Texte cité:
____

GERMINAL
Sixième partie chapitre 4
De « Jeanlin se ramassa … » à « …pour les riches! »
Introduction
1. Présenter l’œuvre et l’auteur : Emile Zola.
2. Situer le passage
3. Présenter ses axes de lecture
Germinal fait partie des Rougon-Macquart publiés par Zola en 1885. Germinal relate de manière naturaliste la lutte ouvrière dans le nord de la France au XIXème siècle. Le texte se trouve dans la 6ème partie de Germinal, dans le chapitre 4. Etienne, le meneur de la grève vient d’être témoin du meurtre d’un soldat par Jeanlin, fils de Maheu. Ce passage met en scène la confrontation de ces 2 personnages. Nous verrons en quoi Jeanlin démontre la thèse du déterminisme et nous étudierons ensuite l’aspect pathétique de cette scène.

____

Sujet proposé 1:
Mettez à jour le texte cité en reproduisant le passage allant de « Introduction » jusqu'à « de cette scène. », où « meneur » cède la place à « chef ».
Sujet proposé 2:
D'après le texte cité, qui commet le meurtre d'un soldat ?
Sujet proposé 3:
Énumérez les étapes de l'introduction annoncées dans le texte cité.
Le recours au matériel n'est pas nécessaire.

____

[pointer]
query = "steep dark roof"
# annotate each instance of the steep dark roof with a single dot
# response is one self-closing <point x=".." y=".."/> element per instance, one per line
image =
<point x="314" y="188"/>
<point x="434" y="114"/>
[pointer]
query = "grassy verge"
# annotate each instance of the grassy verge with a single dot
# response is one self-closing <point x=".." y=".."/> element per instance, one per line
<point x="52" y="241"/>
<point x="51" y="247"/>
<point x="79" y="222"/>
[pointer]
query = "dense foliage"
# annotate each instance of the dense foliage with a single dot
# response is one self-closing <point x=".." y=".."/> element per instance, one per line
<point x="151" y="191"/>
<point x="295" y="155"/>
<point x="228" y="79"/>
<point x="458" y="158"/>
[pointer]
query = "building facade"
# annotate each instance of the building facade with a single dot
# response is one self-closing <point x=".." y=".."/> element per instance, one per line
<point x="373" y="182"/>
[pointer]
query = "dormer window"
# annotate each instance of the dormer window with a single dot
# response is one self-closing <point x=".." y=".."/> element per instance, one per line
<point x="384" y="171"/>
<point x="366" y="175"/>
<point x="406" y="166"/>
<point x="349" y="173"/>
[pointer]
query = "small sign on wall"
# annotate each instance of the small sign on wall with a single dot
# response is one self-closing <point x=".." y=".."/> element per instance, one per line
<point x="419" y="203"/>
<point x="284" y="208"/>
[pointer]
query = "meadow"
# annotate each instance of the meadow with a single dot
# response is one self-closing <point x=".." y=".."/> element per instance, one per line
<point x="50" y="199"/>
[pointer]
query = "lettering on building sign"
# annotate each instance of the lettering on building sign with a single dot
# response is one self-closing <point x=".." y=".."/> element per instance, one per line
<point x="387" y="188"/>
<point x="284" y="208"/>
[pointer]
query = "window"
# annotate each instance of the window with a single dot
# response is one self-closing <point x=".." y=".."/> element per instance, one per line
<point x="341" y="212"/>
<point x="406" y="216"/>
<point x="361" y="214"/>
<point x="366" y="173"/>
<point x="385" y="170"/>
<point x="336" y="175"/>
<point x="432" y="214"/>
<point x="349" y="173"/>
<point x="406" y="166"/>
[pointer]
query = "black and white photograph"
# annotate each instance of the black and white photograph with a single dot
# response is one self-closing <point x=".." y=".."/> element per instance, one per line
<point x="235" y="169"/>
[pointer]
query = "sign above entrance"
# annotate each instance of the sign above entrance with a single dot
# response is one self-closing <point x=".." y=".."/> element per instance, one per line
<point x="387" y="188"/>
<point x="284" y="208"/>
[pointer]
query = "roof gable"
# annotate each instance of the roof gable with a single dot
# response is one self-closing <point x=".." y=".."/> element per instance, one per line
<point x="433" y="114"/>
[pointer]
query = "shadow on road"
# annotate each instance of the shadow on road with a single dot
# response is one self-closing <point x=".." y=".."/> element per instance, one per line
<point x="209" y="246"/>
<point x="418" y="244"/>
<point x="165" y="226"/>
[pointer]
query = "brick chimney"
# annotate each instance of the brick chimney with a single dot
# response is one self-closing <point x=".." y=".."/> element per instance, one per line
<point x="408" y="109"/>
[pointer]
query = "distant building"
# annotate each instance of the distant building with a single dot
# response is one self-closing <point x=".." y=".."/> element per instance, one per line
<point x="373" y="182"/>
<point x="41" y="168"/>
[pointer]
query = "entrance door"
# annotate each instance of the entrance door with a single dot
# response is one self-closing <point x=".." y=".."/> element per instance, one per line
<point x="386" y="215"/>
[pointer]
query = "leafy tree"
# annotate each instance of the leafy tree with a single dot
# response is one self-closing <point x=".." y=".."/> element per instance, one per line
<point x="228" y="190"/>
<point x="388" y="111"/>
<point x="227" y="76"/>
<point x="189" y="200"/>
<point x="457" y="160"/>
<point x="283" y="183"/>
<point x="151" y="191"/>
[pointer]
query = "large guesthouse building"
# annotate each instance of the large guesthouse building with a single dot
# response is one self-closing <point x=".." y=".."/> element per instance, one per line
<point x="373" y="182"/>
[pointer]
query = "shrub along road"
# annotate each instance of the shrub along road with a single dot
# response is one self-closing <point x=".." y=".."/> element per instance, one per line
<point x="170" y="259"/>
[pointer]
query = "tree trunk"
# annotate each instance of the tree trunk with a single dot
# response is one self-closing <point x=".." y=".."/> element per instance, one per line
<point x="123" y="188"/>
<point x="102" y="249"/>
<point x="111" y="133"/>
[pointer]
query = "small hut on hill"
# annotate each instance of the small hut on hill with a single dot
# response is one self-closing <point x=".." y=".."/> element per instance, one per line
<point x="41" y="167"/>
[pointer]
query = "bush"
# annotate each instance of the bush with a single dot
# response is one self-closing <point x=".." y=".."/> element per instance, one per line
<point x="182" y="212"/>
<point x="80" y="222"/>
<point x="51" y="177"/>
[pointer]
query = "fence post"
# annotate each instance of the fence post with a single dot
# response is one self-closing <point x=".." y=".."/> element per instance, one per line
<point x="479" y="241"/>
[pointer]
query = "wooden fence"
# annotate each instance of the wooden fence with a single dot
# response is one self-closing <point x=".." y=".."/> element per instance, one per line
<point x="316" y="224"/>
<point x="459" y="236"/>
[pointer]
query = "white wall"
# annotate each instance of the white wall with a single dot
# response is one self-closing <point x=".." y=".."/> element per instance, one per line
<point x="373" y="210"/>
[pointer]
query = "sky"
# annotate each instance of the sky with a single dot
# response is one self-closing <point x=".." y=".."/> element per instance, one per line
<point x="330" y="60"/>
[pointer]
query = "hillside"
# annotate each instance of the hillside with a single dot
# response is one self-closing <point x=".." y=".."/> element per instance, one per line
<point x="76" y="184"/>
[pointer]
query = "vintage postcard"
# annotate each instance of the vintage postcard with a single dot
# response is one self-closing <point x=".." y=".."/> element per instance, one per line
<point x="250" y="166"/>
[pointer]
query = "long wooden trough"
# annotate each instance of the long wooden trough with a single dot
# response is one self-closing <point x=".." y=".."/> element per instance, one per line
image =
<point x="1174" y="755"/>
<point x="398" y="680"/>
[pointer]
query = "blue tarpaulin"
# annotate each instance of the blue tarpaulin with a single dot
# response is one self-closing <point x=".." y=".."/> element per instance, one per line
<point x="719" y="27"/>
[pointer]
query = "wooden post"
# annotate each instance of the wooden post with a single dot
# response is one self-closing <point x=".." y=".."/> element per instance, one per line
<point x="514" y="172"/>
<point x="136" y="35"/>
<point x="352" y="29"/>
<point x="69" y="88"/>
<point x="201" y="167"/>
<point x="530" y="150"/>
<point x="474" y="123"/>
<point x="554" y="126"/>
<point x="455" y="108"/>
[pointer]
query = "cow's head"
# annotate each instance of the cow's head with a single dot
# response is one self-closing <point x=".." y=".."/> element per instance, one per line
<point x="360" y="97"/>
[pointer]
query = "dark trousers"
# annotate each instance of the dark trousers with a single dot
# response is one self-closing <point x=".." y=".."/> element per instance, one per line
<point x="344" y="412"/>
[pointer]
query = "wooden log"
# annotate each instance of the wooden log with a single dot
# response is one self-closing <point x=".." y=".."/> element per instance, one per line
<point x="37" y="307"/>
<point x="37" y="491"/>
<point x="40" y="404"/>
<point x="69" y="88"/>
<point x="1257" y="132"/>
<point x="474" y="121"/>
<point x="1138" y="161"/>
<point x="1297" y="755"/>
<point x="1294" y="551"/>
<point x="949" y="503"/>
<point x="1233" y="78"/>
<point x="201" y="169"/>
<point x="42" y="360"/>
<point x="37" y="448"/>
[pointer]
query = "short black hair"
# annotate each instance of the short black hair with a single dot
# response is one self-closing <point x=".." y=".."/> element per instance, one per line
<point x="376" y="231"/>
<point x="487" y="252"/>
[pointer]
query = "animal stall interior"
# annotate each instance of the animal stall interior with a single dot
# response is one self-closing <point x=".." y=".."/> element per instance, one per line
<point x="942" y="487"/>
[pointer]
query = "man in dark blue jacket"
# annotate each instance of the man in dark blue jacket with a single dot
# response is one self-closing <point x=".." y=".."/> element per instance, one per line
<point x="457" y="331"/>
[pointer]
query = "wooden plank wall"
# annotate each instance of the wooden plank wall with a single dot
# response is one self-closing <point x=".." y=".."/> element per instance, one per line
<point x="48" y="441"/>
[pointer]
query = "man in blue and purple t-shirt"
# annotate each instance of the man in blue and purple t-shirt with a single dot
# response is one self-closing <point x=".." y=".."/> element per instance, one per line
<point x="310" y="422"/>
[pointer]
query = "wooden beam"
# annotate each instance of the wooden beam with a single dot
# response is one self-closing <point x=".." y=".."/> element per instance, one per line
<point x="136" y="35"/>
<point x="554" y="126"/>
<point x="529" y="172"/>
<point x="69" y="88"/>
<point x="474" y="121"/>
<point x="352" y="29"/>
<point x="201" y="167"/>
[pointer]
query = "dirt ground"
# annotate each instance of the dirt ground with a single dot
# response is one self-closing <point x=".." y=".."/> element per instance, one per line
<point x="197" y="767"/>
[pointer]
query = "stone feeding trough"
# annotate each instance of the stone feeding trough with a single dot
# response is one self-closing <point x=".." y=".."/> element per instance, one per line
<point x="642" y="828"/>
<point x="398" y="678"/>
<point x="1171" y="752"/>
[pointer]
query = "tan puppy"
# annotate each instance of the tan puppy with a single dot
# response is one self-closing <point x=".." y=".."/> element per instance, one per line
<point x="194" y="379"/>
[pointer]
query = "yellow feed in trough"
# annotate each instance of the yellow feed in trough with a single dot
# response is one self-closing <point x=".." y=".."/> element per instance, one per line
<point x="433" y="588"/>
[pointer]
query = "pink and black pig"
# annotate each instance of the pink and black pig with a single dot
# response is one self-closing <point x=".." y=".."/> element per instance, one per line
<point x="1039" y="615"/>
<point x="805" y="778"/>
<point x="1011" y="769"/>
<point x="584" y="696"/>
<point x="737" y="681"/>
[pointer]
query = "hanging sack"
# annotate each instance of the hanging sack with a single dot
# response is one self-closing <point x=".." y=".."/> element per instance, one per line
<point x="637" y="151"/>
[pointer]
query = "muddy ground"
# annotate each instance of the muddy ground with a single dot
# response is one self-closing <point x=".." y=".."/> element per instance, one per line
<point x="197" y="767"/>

____

Réponse attendue 1:
Introduction
1. Présenter l’œuvre et l’auteur : Emile Zola.
2. Situer le passage
3. Présenter ses axes de lecture
Germinal fait partie des Rougon-Macquart publiés par Zola en 1885. Germinal relate de manière naturaliste la lutte ouvrière dans le nord de la France au XIXème siècle. Le texte se trouve dans la 6ème partie de Germinal, dans le chapitre 4. Etienne, le chef de la grève vient d’être témoin du meurtre d’un soldat par Jeanlin, fils de Maheu. Ce passage met en scène la confrontation de ces 2 personnages. Nous verrons en quoi Jeanlin démontre la thèse du déterminisme et nous étudierons ensuite l’aspect pathétique de cette scène.

Réponse attendue 2:
Jeanlin, fils de Maheu.

Réponse attendue 3:
- Présenter l'œuvre et l'auteur : Emile Zola.
- Situer le passage.
- Présenter ses axes de lecture.